What needs to be done:
Entries follow. Give back exactly the lines starting at the one containing "Indicate the shoreline" and ending at the one containing "Indicate the tree", and no other lines.

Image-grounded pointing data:
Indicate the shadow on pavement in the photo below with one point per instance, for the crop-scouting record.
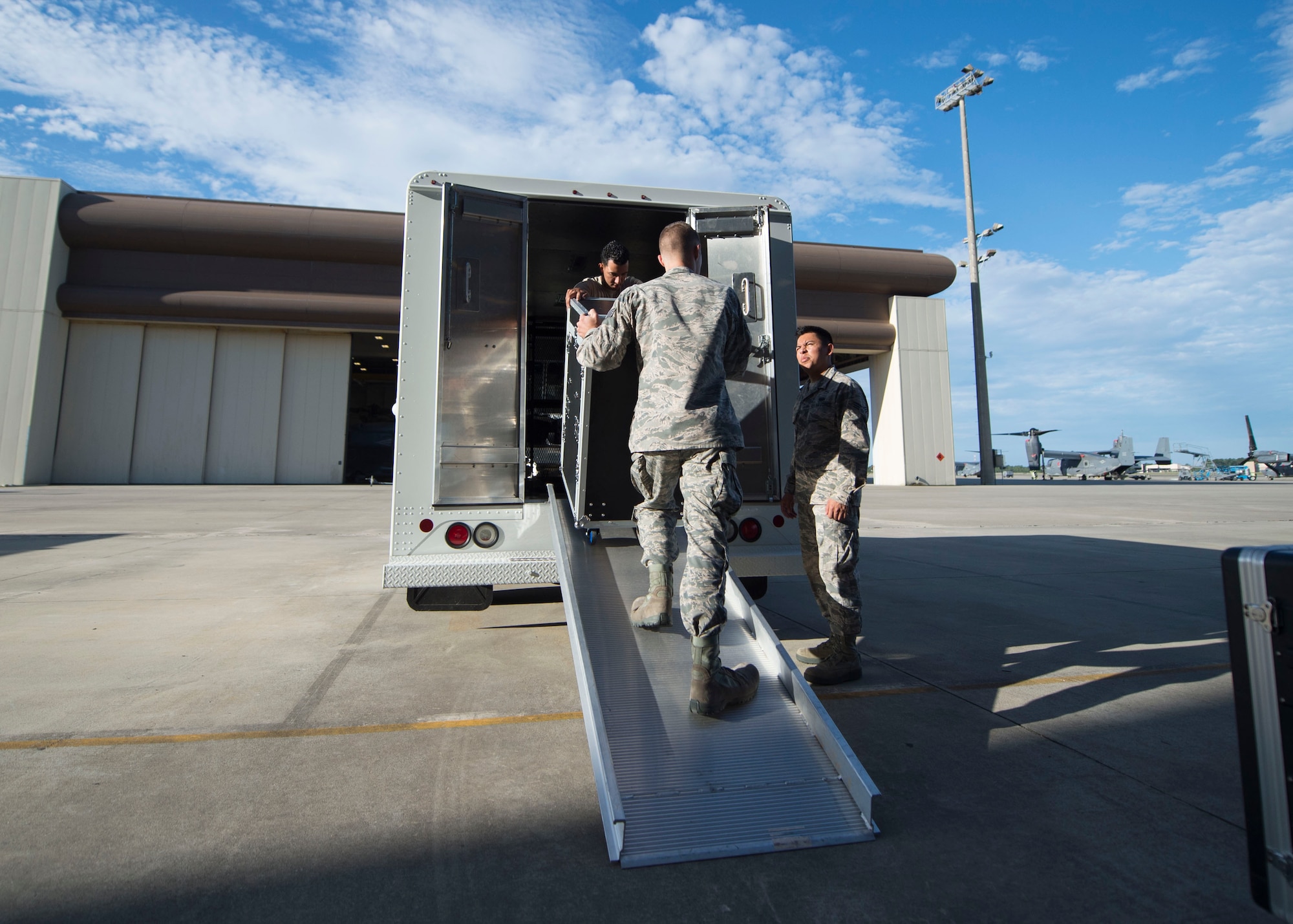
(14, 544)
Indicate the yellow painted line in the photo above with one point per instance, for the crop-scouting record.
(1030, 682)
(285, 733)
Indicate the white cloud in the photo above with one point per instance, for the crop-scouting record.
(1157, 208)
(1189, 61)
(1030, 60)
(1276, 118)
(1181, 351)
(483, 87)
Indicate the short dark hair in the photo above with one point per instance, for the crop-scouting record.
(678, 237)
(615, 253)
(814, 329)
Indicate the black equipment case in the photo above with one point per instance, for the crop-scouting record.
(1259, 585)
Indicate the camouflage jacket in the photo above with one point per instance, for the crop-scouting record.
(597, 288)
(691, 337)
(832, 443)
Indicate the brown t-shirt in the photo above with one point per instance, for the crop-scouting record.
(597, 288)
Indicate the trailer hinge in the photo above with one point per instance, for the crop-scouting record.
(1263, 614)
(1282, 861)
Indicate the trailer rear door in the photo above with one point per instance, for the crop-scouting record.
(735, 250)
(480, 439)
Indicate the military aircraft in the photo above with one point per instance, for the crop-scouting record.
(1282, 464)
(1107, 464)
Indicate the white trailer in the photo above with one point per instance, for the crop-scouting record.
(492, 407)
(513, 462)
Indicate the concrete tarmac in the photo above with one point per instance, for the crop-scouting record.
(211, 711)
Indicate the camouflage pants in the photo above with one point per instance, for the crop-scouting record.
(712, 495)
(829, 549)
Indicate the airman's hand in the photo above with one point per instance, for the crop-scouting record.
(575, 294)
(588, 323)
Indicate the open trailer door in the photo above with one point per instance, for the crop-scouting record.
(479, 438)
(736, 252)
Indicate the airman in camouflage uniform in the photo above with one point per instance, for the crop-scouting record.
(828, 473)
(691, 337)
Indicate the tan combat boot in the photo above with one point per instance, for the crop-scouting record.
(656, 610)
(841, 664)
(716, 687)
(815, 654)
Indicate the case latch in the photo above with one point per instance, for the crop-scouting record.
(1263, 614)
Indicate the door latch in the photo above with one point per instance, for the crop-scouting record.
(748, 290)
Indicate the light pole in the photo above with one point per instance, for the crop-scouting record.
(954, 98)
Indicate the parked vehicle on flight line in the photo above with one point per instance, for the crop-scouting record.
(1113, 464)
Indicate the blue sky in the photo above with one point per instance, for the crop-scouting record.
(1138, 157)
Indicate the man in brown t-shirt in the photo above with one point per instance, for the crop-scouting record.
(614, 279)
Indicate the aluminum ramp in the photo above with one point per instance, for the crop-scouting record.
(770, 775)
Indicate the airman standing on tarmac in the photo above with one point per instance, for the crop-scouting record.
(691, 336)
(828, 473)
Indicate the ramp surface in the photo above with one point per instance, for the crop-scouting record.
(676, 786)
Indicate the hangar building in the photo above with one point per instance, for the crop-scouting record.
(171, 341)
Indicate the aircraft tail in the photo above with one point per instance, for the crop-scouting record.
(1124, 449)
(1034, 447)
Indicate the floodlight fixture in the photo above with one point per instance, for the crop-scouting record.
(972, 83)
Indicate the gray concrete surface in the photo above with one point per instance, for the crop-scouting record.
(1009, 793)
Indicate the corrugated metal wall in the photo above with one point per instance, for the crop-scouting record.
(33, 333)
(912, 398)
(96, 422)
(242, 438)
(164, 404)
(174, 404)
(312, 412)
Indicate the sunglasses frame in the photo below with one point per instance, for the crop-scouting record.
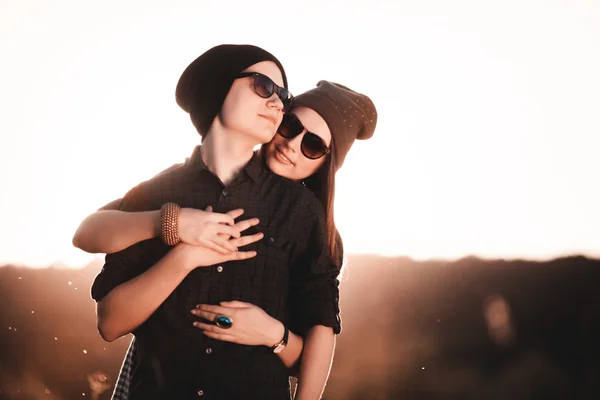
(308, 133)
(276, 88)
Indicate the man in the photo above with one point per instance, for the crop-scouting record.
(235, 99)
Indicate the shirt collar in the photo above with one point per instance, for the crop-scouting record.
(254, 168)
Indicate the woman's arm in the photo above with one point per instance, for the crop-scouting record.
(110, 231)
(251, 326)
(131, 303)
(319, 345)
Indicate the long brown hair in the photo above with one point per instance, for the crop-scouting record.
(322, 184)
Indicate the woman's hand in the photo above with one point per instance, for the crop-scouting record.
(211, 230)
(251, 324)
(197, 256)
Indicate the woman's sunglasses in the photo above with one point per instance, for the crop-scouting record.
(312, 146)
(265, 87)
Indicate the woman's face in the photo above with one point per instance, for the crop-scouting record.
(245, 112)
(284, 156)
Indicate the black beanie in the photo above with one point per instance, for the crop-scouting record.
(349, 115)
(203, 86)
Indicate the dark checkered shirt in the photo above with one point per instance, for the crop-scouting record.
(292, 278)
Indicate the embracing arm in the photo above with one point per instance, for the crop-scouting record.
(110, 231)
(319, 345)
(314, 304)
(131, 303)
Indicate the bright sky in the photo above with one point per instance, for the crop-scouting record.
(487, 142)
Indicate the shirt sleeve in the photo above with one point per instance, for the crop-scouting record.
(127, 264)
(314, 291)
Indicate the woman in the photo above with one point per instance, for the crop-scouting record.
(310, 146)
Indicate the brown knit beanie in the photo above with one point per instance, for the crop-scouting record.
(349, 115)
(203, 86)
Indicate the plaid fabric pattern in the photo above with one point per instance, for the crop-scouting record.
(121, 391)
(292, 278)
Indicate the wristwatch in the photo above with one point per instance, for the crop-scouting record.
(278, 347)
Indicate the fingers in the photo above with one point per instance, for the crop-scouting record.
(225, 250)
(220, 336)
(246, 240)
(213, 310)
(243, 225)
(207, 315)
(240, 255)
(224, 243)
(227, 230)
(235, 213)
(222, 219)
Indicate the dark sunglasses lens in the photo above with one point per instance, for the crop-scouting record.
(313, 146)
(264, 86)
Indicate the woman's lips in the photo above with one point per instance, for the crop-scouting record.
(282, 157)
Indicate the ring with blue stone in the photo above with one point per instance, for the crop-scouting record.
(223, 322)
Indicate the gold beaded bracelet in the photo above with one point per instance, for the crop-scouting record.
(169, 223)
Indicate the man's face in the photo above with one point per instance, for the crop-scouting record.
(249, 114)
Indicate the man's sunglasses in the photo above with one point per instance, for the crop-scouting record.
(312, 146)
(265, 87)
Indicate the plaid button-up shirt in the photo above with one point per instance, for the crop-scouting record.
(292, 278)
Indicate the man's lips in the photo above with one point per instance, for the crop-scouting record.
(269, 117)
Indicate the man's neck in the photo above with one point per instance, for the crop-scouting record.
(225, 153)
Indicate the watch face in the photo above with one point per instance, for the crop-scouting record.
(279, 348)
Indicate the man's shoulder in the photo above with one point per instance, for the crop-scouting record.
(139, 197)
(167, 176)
* * *
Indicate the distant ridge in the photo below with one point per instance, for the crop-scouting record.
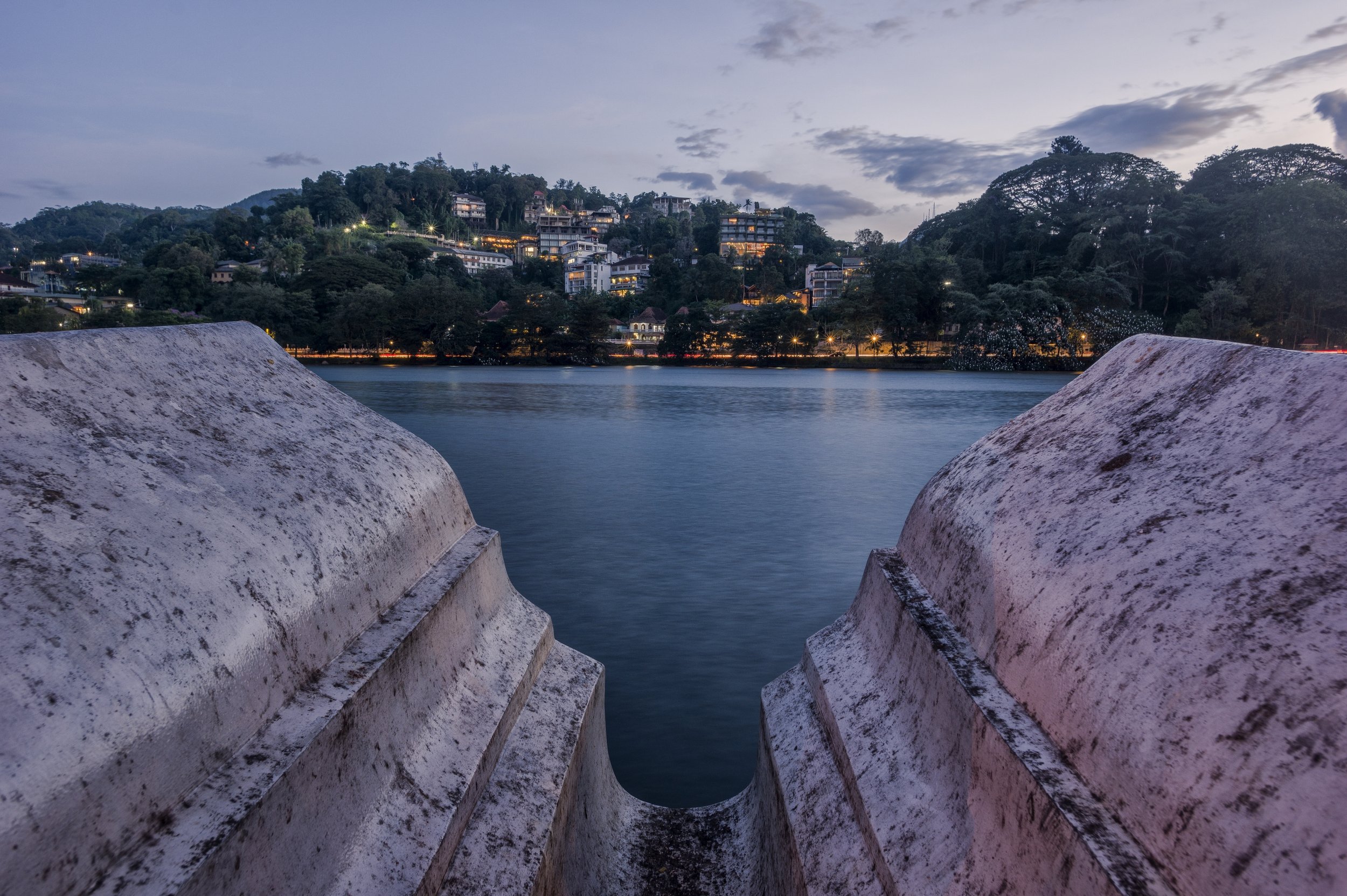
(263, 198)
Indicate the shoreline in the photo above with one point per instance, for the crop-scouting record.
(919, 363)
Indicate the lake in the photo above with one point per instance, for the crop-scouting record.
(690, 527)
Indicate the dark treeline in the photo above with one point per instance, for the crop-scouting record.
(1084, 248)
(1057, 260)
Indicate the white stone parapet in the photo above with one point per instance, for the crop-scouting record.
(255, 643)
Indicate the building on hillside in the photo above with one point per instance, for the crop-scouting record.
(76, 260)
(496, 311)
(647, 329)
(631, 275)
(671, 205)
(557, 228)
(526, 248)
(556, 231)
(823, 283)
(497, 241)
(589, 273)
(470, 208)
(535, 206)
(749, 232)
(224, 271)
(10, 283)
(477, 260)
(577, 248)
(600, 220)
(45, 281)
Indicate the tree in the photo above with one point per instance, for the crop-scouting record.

Task answer:
Indicate the shoreline in the photo above with one point per instance, for the crop-scouting record.
(919, 363)
Indicate the lake in the photo above with one point per instance, for the crop-scouting record.
(690, 527)
Indicate the dark treeline in the photo above with one point per instance, for the crop-scouting record.
(1084, 248)
(1057, 260)
Indicate the white stone parapet in the photo above with one point per instance, for the crop-scouting record.
(255, 643)
Indicate the building on hillside in the photo above with one point per instance, for the crop-scouting record.
(76, 260)
(496, 311)
(647, 329)
(631, 275)
(671, 205)
(557, 228)
(526, 248)
(556, 231)
(823, 283)
(497, 241)
(589, 273)
(470, 208)
(535, 206)
(749, 232)
(224, 271)
(10, 283)
(477, 260)
(577, 248)
(600, 220)
(45, 281)
Indicate the tree in the photo above with one point per instance, for the crop-scouting record.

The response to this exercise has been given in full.